**TEXT BLOCK**
Women have carried the weight of sexism since the beginning of societies, and this weight grows tenfold when getting behind the steering wheel. Contrary to popular, dangerously stereotypical belief, women are not as bad drivers as the predominantly male car community makes them out to be.
Rather, women are driving cars designed solely for men – and it’s costing them their lives.
Before a car can hit the markets in the U.S., auto manufacturers are required to perform crash tests. Inside the Insurance Institute for Highway Safety (IIHS) Vehicle Research Center, a car can run up to speeds of 65 km/h and go straight into a full-stop to test a car’s ability to absorb the impact.
A faceless human dummy is then placed in the car to simulate how the seatbelts, airbags, and other safety features can protect the people inside the crashing car.

Stored data
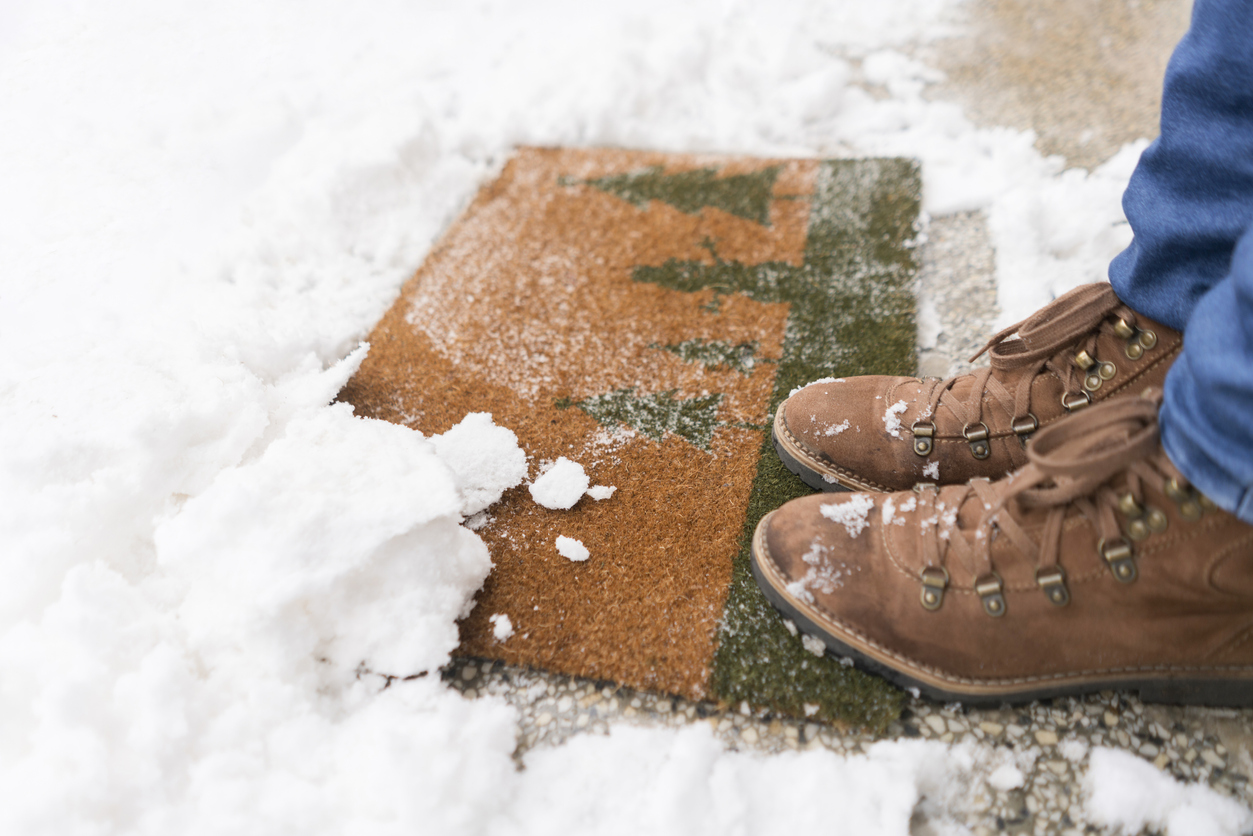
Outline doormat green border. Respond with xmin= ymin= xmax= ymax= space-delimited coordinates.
xmin=633 ymin=159 xmax=921 ymax=729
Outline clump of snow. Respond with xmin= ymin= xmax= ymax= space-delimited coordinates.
xmin=784 ymin=578 xmax=813 ymax=604
xmin=818 ymin=494 xmax=875 ymax=538
xmin=883 ymin=401 xmax=907 ymax=439
xmin=918 ymin=296 xmax=944 ymax=350
xmin=530 ymin=456 xmax=591 ymax=511
xmin=556 ymin=534 xmax=591 ymax=563
xmin=787 ymin=377 xmax=845 ymax=397
xmin=1084 ymin=747 xmax=1253 ymax=836
xmin=431 ymin=412 xmax=526 ymax=516
xmin=822 ymin=419 xmax=850 ymax=436
xmin=487 ymin=613 xmax=514 ymax=642
xmin=801 ymin=633 xmax=827 ymax=657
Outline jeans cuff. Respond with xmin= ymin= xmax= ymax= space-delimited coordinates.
xmin=1159 ymin=410 xmax=1253 ymax=524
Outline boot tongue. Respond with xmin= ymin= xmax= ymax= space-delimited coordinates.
xmin=990 ymin=282 xmax=1119 ymax=363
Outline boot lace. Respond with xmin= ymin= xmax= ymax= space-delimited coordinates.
xmin=922 ymin=282 xmax=1139 ymax=443
xmin=916 ymin=391 xmax=1213 ymax=615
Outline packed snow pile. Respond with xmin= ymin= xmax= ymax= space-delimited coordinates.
xmin=0 ymin=0 xmax=1232 ymax=835
xmin=530 ymin=456 xmax=591 ymax=511
xmin=431 ymin=412 xmax=526 ymax=516
xmin=1085 ymin=748 xmax=1253 ymax=836
xmin=556 ymin=534 xmax=591 ymax=563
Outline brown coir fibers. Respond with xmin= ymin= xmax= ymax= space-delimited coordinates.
xmin=341 ymin=148 xmax=912 ymax=721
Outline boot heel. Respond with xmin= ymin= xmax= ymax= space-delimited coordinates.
xmin=1136 ymin=679 xmax=1253 ymax=708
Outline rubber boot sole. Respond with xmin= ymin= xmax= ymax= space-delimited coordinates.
xmin=751 ymin=514 xmax=1253 ymax=708
xmin=771 ymin=404 xmax=886 ymax=493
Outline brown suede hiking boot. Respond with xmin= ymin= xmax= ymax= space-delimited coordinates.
xmin=774 ymin=283 xmax=1183 ymax=491
xmin=752 ymin=397 xmax=1253 ymax=706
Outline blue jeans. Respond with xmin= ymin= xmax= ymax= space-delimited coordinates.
xmin=1109 ymin=0 xmax=1253 ymax=523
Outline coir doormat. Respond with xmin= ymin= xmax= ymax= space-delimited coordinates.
xmin=341 ymin=148 xmax=920 ymax=728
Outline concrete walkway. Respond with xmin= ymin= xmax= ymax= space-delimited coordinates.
xmin=445 ymin=0 xmax=1253 ymax=835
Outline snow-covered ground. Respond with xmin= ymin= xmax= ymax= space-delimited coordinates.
xmin=0 ymin=0 xmax=1250 ymax=836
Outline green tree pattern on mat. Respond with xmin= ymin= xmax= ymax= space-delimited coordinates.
xmin=559 ymin=165 xmax=779 ymax=227
xmin=649 ymin=340 xmax=777 ymax=375
xmin=633 ymin=159 xmax=920 ymax=729
xmin=556 ymin=389 xmax=722 ymax=450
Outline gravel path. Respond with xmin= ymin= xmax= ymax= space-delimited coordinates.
xmin=444 ymin=205 xmax=1253 ymax=835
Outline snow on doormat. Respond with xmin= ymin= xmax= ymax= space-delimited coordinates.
xmin=341 ymin=148 xmax=920 ymax=727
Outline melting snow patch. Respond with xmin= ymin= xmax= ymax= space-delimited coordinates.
xmin=787 ymin=377 xmax=845 ymax=397
xmin=1084 ymin=748 xmax=1253 ymax=836
xmin=786 ymin=575 xmax=813 ymax=604
xmin=556 ymin=535 xmax=591 ymax=562
xmin=530 ymin=456 xmax=591 ymax=511
xmin=883 ymin=401 xmax=906 ymax=439
xmin=819 ymin=494 xmax=875 ymax=538
xmin=487 ymin=613 xmax=514 ymax=642
xmin=801 ymin=634 xmax=827 ymax=657
xmin=822 ymin=419 xmax=850 ymax=435
xmin=431 ymin=412 xmax=526 ymax=516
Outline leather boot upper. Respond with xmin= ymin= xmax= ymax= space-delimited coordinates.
xmin=774 ymin=283 xmax=1183 ymax=491
xmin=754 ymin=397 xmax=1253 ymax=697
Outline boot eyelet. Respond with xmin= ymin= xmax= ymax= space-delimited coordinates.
xmin=961 ymin=421 xmax=992 ymax=459
xmin=975 ymin=572 xmax=1005 ymax=618
xmin=1096 ymin=538 xmax=1139 ymax=584
xmin=920 ymin=567 xmax=949 ymax=612
xmin=1162 ymin=479 xmax=1188 ymax=503
xmin=1118 ymin=491 xmax=1144 ymax=520
xmin=1010 ymin=412 xmax=1040 ymax=447
xmin=1035 ymin=567 xmax=1070 ymax=607
xmin=1061 ymin=392 xmax=1093 ymax=412
xmin=1145 ymin=508 xmax=1170 ymax=534
xmin=910 ymin=421 xmax=936 ymax=456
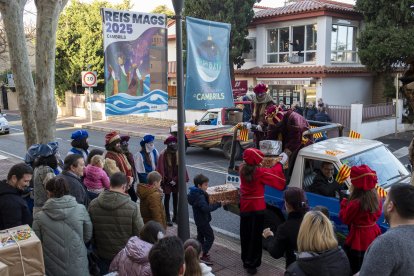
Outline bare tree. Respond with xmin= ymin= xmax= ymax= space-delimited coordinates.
xmin=0 ymin=0 xmax=37 ymax=147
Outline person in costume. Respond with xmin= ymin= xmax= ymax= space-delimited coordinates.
xmin=251 ymin=83 xmax=274 ymax=148
xmin=105 ymin=131 xmax=137 ymax=202
xmin=339 ymin=165 xmax=382 ymax=274
xmin=134 ymin=134 xmax=160 ymax=183
xmin=157 ymin=135 xmax=188 ymax=226
xmin=239 ymin=148 xmax=288 ymax=274
xmin=265 ymin=105 xmax=313 ymax=175
xmin=66 ymin=129 xmax=89 ymax=163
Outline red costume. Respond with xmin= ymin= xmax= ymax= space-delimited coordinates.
xmin=339 ymin=165 xmax=382 ymax=274
xmin=240 ymin=148 xmax=286 ymax=274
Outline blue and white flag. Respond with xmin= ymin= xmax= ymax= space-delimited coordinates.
xmin=185 ymin=16 xmax=234 ymax=109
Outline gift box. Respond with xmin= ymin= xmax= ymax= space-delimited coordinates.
xmin=0 ymin=225 xmax=45 ymax=276
xmin=0 ymin=262 xmax=10 ymax=276
xmin=259 ymin=140 xmax=282 ymax=156
xmin=262 ymin=156 xmax=289 ymax=169
xmin=207 ymin=184 xmax=239 ymax=204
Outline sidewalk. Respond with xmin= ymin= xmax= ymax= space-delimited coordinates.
xmin=0 ymin=152 xmax=285 ymax=276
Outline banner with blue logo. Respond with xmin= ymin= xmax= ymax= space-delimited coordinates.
xmin=102 ymin=8 xmax=168 ymax=116
xmin=185 ymin=16 xmax=234 ymax=109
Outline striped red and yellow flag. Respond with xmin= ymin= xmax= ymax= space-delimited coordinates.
xmin=375 ymin=184 xmax=387 ymax=198
xmin=336 ymin=164 xmax=351 ymax=184
xmin=240 ymin=127 xmax=249 ymax=141
xmin=349 ymin=130 xmax=361 ymax=139
xmin=310 ymin=126 xmax=323 ymax=139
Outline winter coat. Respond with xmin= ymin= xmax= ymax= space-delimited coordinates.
xmin=137 ymin=184 xmax=167 ymax=229
xmin=240 ymin=163 xmax=286 ymax=213
xmin=303 ymin=107 xmax=318 ymax=120
xmin=315 ymin=112 xmax=331 ymax=122
xmin=0 ymin=180 xmax=33 ymax=230
xmin=33 ymin=165 xmax=55 ymax=212
xmin=57 ymin=171 xmax=89 ymax=207
xmin=200 ymin=262 xmax=214 ymax=276
xmin=339 ymin=198 xmax=382 ymax=251
xmin=33 ymin=195 xmax=92 ymax=276
xmin=89 ymin=191 xmax=140 ymax=260
xmin=83 ymin=165 xmax=109 ymax=190
xmin=264 ymin=212 xmax=303 ymax=267
xmin=187 ymin=186 xmax=221 ymax=227
xmin=285 ymin=248 xmax=351 ymax=276
xmin=109 ymin=237 xmax=152 ymax=276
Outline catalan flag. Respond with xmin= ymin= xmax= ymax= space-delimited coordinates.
xmin=336 ymin=164 xmax=351 ymax=184
xmin=375 ymin=184 xmax=387 ymax=198
xmin=349 ymin=130 xmax=361 ymax=139
xmin=310 ymin=126 xmax=323 ymax=139
xmin=240 ymin=127 xmax=249 ymax=141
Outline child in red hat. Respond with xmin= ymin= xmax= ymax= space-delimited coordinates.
xmin=339 ymin=165 xmax=382 ymax=274
xmin=240 ymin=148 xmax=288 ymax=274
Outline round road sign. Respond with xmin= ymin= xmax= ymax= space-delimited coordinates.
xmin=82 ymin=71 xmax=97 ymax=87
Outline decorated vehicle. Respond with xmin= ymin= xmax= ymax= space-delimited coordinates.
xmin=170 ymin=102 xmax=253 ymax=159
xmin=226 ymin=126 xmax=411 ymax=234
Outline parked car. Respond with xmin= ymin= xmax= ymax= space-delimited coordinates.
xmin=0 ymin=113 xmax=10 ymax=134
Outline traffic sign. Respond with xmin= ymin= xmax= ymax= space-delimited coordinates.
xmin=82 ymin=71 xmax=97 ymax=87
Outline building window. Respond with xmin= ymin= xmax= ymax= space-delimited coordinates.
xmin=267 ymin=24 xmax=317 ymax=63
xmin=331 ymin=24 xmax=357 ymax=62
xmin=242 ymin=38 xmax=256 ymax=59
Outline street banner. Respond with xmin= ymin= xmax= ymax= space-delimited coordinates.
xmin=101 ymin=8 xmax=168 ymax=116
xmin=185 ymin=16 xmax=234 ymax=109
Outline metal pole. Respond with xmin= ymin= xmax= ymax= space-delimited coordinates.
xmin=89 ymin=86 xmax=93 ymax=124
xmin=394 ymin=73 xmax=400 ymax=137
xmin=172 ymin=0 xmax=190 ymax=242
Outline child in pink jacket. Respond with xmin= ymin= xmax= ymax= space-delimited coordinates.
xmin=83 ymin=155 xmax=109 ymax=197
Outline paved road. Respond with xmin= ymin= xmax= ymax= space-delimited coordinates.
xmin=0 ymin=115 xmax=239 ymax=236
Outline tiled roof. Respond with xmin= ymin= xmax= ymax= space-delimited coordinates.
xmin=254 ymin=0 xmax=358 ymax=19
xmin=234 ymin=66 xmax=371 ymax=77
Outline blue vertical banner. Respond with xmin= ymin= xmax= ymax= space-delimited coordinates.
xmin=185 ymin=16 xmax=234 ymax=109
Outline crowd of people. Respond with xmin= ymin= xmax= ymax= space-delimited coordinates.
xmin=0 ymin=84 xmax=414 ymax=276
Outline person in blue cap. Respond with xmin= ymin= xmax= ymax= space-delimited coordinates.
xmin=66 ymin=129 xmax=89 ymax=164
xmin=134 ymin=134 xmax=160 ymax=183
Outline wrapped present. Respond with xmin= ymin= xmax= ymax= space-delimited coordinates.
xmin=259 ymin=140 xmax=282 ymax=156
xmin=262 ymin=156 xmax=289 ymax=169
xmin=0 ymin=262 xmax=10 ymax=276
xmin=0 ymin=225 xmax=45 ymax=276
xmin=207 ymin=184 xmax=239 ymax=204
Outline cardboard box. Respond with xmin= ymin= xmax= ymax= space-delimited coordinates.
xmin=0 ymin=262 xmax=10 ymax=276
xmin=0 ymin=225 xmax=45 ymax=276
xmin=207 ymin=184 xmax=239 ymax=204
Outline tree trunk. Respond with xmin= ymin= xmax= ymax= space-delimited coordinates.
xmin=0 ymin=0 xmax=37 ymax=148
xmin=35 ymin=0 xmax=68 ymax=143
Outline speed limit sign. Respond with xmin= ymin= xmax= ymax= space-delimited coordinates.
xmin=82 ymin=71 xmax=97 ymax=87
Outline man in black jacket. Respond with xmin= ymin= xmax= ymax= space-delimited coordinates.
xmin=0 ymin=163 xmax=33 ymax=230
xmin=58 ymin=154 xmax=89 ymax=207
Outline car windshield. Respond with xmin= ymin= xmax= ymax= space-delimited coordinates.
xmin=341 ymin=146 xmax=410 ymax=188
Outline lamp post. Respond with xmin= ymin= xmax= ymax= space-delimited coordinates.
xmin=172 ymin=0 xmax=190 ymax=242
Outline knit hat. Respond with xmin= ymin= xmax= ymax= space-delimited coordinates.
xmin=243 ymin=148 xmax=264 ymax=165
xmin=351 ymin=165 xmax=378 ymax=191
xmin=253 ymin=83 xmax=267 ymax=94
xmin=139 ymin=134 xmax=155 ymax=147
xmin=164 ymin=135 xmax=177 ymax=145
xmin=70 ymin=129 xmax=89 ymax=140
xmin=265 ymin=105 xmax=284 ymax=124
xmin=105 ymin=131 xmax=121 ymax=145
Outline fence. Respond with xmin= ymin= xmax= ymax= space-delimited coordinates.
xmin=328 ymin=105 xmax=351 ymax=130
xmin=362 ymin=103 xmax=395 ymax=122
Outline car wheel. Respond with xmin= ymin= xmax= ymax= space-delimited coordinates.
xmin=223 ymin=139 xmax=242 ymax=160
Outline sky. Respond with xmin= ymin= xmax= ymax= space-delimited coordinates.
xmin=25 ymin=0 xmax=355 ymax=20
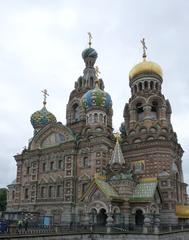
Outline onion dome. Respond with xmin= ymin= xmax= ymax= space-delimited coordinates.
xmin=30 ymin=90 xmax=57 ymax=130
xmin=129 ymin=38 xmax=163 ymax=80
xmin=82 ymin=33 xmax=98 ymax=67
xmin=129 ymin=59 xmax=163 ymax=79
xmin=31 ymin=106 xmax=56 ymax=129
xmin=82 ymin=47 xmax=98 ymax=60
xmin=81 ymin=81 xmax=112 ymax=111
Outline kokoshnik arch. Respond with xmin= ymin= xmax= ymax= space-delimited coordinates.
xmin=6 ymin=34 xmax=189 ymax=225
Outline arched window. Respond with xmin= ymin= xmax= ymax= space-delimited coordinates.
xmin=56 ymin=185 xmax=62 ymax=197
xmin=136 ymin=102 xmax=144 ymax=121
xmin=144 ymin=81 xmax=148 ymax=90
xmin=24 ymin=188 xmax=29 ymax=199
xmin=134 ymin=85 xmax=137 ymax=93
xmin=12 ymin=190 xmax=15 ymax=200
xmin=138 ymin=82 xmax=142 ymax=91
xmin=99 ymin=113 xmax=103 ymax=123
xmin=135 ymin=209 xmax=144 ymax=226
xmin=41 ymin=187 xmax=45 ymax=198
xmin=73 ymin=104 xmax=80 ymax=122
xmin=90 ymin=77 xmax=94 ymax=88
xmin=83 ymin=157 xmax=90 ymax=168
xmin=49 ymin=186 xmax=53 ymax=198
xmin=94 ymin=113 xmax=98 ymax=123
xmin=151 ymin=101 xmax=158 ymax=119
xmin=150 ymin=81 xmax=154 ymax=90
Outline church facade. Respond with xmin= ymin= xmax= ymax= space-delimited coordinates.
xmin=7 ymin=38 xmax=188 ymax=225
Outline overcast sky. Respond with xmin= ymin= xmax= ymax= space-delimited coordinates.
xmin=0 ymin=0 xmax=189 ymax=187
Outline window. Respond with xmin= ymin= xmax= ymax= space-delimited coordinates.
xmin=82 ymin=183 xmax=88 ymax=193
xmin=151 ymin=101 xmax=158 ymax=119
xmin=12 ymin=190 xmax=15 ymax=200
xmin=144 ymin=81 xmax=148 ymax=89
xmin=41 ymin=187 xmax=45 ymax=198
xmin=136 ymin=103 xmax=144 ymax=121
xmin=83 ymin=157 xmax=90 ymax=168
xmin=42 ymin=163 xmax=46 ymax=172
xmin=73 ymin=104 xmax=80 ymax=122
xmin=58 ymin=160 xmax=63 ymax=169
xmin=150 ymin=81 xmax=154 ymax=90
xmin=24 ymin=188 xmax=29 ymax=199
xmin=138 ymin=82 xmax=142 ymax=91
xmin=49 ymin=186 xmax=53 ymax=198
xmin=26 ymin=167 xmax=30 ymax=174
xmin=50 ymin=162 xmax=54 ymax=170
xmin=94 ymin=113 xmax=98 ymax=123
xmin=56 ymin=185 xmax=62 ymax=197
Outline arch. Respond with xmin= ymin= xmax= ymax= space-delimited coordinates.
xmin=147 ymin=95 xmax=164 ymax=107
xmin=138 ymin=82 xmax=142 ymax=91
xmin=158 ymin=135 xmax=167 ymax=140
xmin=78 ymin=77 xmax=82 ymax=88
xmin=150 ymin=81 xmax=154 ymax=90
xmin=97 ymin=208 xmax=108 ymax=226
xmin=146 ymin=136 xmax=154 ymax=141
xmin=144 ymin=81 xmax=148 ymax=90
xmin=135 ymin=209 xmax=144 ymax=226
xmin=132 ymin=206 xmax=146 ymax=214
xmin=139 ymin=127 xmax=147 ymax=133
xmin=72 ymin=103 xmax=80 ymax=122
xmin=133 ymin=138 xmax=142 ymax=143
xmin=129 ymin=96 xmax=146 ymax=110
xmin=90 ymin=77 xmax=94 ymax=88
xmin=134 ymin=85 xmax=137 ymax=94
xmin=29 ymin=123 xmax=75 ymax=150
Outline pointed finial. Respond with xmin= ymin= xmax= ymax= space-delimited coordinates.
xmin=88 ymin=32 xmax=93 ymax=47
xmin=95 ymin=66 xmax=101 ymax=85
xmin=41 ymin=89 xmax=49 ymax=107
xmin=114 ymin=132 xmax=121 ymax=143
xmin=140 ymin=38 xmax=147 ymax=61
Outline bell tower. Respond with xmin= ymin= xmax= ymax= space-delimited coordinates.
xmin=66 ymin=33 xmax=104 ymax=134
xmin=120 ymin=39 xmax=187 ymax=225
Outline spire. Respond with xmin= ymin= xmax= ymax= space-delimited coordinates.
xmin=140 ymin=38 xmax=147 ymax=61
xmin=110 ymin=133 xmax=125 ymax=164
xmin=88 ymin=32 xmax=93 ymax=47
xmin=41 ymin=89 xmax=49 ymax=107
xmin=95 ymin=66 xmax=101 ymax=87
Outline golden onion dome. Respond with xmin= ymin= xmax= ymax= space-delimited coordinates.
xmin=129 ymin=59 xmax=163 ymax=80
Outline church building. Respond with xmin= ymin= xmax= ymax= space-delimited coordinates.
xmin=7 ymin=35 xmax=189 ymax=226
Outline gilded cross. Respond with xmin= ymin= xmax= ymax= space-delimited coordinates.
xmin=140 ymin=38 xmax=147 ymax=59
xmin=95 ymin=66 xmax=101 ymax=79
xmin=88 ymin=32 xmax=93 ymax=47
xmin=41 ymin=89 xmax=49 ymax=105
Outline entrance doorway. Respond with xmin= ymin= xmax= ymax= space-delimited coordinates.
xmin=97 ymin=208 xmax=108 ymax=226
xmin=135 ymin=209 xmax=144 ymax=226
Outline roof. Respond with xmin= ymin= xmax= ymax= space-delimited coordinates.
xmin=176 ymin=205 xmax=189 ymax=218
xmin=110 ymin=141 xmax=125 ymax=164
xmin=129 ymin=179 xmax=157 ymax=202
xmin=82 ymin=175 xmax=123 ymax=201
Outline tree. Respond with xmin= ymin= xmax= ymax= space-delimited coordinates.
xmin=0 ymin=188 xmax=7 ymax=211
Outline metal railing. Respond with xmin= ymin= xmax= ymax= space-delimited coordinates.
xmin=0 ymin=223 xmax=189 ymax=238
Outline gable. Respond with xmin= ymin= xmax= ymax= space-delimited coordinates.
xmin=29 ymin=123 xmax=75 ymax=150
xmin=129 ymin=179 xmax=160 ymax=202
xmin=81 ymin=178 xmax=123 ymax=202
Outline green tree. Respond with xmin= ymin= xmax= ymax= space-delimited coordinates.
xmin=0 ymin=188 xmax=7 ymax=211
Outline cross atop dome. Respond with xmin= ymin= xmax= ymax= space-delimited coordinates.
xmin=88 ymin=32 xmax=93 ymax=47
xmin=140 ymin=38 xmax=147 ymax=61
xmin=41 ymin=89 xmax=49 ymax=106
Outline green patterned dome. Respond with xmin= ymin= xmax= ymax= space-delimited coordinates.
xmin=82 ymin=47 xmax=98 ymax=60
xmin=81 ymin=84 xmax=112 ymax=110
xmin=30 ymin=106 xmax=56 ymax=129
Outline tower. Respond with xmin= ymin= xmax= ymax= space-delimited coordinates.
xmin=120 ymin=39 xmax=187 ymax=221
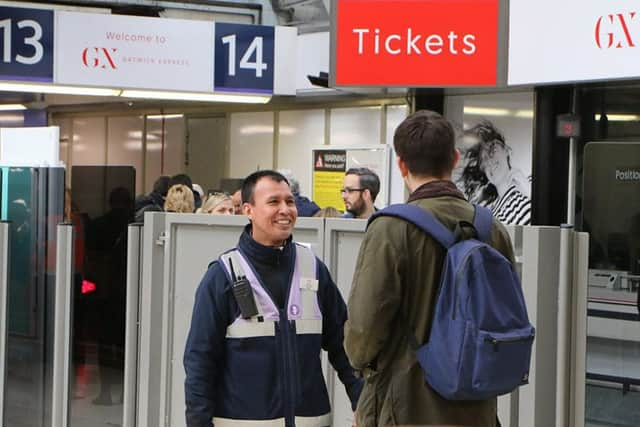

**EXERCISE GOAL**
In the text on women and car safety, rewrite everything from "Women have carried" down to "the crashing car.", changing "crash tests" to "safety tests".

**OUTPUT FOR THIS TASK**
Women have carried the weight of sexism since the beginning of societies, and this weight grows tenfold when getting behind the steering wheel. Contrary to popular, dangerously stereotypical belief, women are not as bad drivers as the predominantly male car community makes them out to be.
Rather, women are driving cars designed solely for men – and it’s costing them their lives.
Before a car can hit the markets in the U.S., auto manufacturers are required to perform safety tests. Inside the Insurance Institute for Highway Safety (IIHS) Vehicle Research Center, a car can run up to speeds of 65 km/h and go straight into a full-stop to test a car’s ability to absorb the impact.
A faceless human dummy is then placed in the car to simulate how the seatbelts, airbags, and other safety features can protect the people inside the crashing car.